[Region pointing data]
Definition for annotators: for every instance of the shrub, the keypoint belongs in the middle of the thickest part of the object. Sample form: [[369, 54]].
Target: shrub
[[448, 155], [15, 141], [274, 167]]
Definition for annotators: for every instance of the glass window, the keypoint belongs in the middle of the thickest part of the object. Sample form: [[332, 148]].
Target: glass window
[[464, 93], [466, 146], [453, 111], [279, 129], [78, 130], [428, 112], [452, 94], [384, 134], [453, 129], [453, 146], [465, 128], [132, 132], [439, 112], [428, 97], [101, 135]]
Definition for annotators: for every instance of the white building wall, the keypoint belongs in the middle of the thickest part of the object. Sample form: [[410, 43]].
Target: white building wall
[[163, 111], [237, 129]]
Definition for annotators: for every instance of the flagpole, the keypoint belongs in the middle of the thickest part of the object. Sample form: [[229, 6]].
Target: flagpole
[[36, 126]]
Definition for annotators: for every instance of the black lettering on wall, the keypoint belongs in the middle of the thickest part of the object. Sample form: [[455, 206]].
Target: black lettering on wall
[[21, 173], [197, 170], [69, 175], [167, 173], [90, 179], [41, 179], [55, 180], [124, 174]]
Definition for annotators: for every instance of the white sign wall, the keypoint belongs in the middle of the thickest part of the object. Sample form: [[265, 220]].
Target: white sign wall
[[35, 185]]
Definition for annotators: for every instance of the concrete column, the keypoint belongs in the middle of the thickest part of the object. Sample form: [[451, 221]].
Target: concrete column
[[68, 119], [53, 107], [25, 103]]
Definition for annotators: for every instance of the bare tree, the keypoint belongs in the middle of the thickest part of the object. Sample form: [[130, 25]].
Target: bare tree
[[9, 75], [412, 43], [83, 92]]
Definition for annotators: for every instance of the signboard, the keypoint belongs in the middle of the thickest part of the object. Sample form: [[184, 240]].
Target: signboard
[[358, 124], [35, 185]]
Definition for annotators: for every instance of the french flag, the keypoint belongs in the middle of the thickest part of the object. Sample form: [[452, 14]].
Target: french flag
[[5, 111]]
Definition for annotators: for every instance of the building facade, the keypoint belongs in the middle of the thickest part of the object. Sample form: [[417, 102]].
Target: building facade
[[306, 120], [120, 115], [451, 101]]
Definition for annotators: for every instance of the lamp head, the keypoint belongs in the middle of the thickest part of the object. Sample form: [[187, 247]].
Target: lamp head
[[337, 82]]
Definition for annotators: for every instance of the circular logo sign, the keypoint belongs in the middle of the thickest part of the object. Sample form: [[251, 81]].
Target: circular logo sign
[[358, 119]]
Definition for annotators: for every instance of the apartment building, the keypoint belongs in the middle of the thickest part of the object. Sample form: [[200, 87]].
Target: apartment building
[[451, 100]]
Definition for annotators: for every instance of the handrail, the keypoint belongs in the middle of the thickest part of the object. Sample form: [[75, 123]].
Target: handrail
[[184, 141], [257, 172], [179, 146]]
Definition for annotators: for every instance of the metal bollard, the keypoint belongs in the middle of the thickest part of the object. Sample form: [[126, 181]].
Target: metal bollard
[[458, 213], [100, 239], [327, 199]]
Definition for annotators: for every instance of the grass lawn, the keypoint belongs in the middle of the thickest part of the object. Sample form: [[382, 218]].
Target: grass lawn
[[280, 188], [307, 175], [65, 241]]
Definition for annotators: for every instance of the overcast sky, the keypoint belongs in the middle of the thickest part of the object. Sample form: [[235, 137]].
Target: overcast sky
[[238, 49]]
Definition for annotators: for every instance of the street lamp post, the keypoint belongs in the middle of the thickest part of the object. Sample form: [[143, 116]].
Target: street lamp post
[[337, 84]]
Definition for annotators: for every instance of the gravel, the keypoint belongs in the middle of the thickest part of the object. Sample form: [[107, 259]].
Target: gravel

→ **ACTIVITY**: From the entries above, collect every line with the string "gravel" in it.

→ **PROBLEM SOLUTION**:
Definition for annotators: for every instance of the gravel, the keypoint belongs in the middle of the thickest part of the object. Sample form: [[107, 259]].
Target: gravel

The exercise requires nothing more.